==== PROVIDED RECORDS

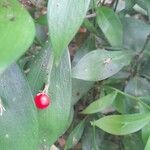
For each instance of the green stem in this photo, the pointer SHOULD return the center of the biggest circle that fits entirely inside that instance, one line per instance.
(116, 4)
(95, 145)
(130, 96)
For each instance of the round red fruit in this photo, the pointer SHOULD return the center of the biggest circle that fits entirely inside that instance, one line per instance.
(42, 100)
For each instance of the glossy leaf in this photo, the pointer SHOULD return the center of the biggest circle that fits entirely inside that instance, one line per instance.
(138, 86)
(16, 32)
(133, 37)
(64, 19)
(122, 124)
(80, 87)
(101, 64)
(75, 135)
(54, 120)
(88, 142)
(18, 120)
(110, 25)
(133, 141)
(100, 104)
(39, 69)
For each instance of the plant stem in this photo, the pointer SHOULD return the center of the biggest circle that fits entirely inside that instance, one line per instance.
(131, 96)
(116, 4)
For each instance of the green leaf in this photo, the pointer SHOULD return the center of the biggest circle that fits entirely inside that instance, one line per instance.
(39, 69)
(90, 140)
(133, 141)
(146, 129)
(17, 32)
(100, 104)
(133, 37)
(75, 135)
(64, 19)
(80, 87)
(147, 147)
(122, 124)
(138, 86)
(101, 64)
(18, 121)
(54, 120)
(111, 26)
(146, 5)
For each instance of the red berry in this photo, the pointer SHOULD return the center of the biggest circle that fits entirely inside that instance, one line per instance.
(42, 100)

========

__AIM OF THE TASK__. Please transcribe all of the entries exactly and omit any picture they hold.

__TASK SOLUTION__.
For each instance of the green stem in this photo, the pointer SHOULD return the center of the biggest circle that fits entirely inside that instance, one line per instance.
(116, 4)
(95, 145)
(130, 96)
For each instance of the round red fruit in this photo, the pointer SHOULD return the center of the biggest circle that fits entirely inside that instance, one line per instance.
(42, 100)
For each instance of the glossy leaf in this photo, the pointer SHOULD return the center of the biggest circle that fits entirely inside that instance, one line per instance.
(138, 86)
(16, 32)
(133, 37)
(64, 19)
(122, 124)
(80, 87)
(101, 64)
(75, 135)
(54, 120)
(88, 142)
(18, 120)
(110, 25)
(133, 141)
(100, 104)
(39, 69)
For each instance of the plant stem in this photo, the pointer SHOULD return the center of the biggest circle that fits entirely inside that instance, one line per instance.
(131, 96)
(116, 4)
For each instance of the green leaf in this photo, the pointer SHOULD return the center of the biggest circle that fits entirely inside that instance, one line per instance.
(39, 69)
(90, 140)
(133, 141)
(146, 129)
(17, 32)
(100, 104)
(133, 37)
(75, 135)
(64, 19)
(80, 87)
(147, 147)
(122, 124)
(138, 86)
(101, 64)
(18, 121)
(54, 120)
(111, 26)
(146, 5)
For each instance of the red berry in this photo, the pointer SHOULD return the center of the biggest circle that fits entirely inside that instance, one line per instance.
(42, 100)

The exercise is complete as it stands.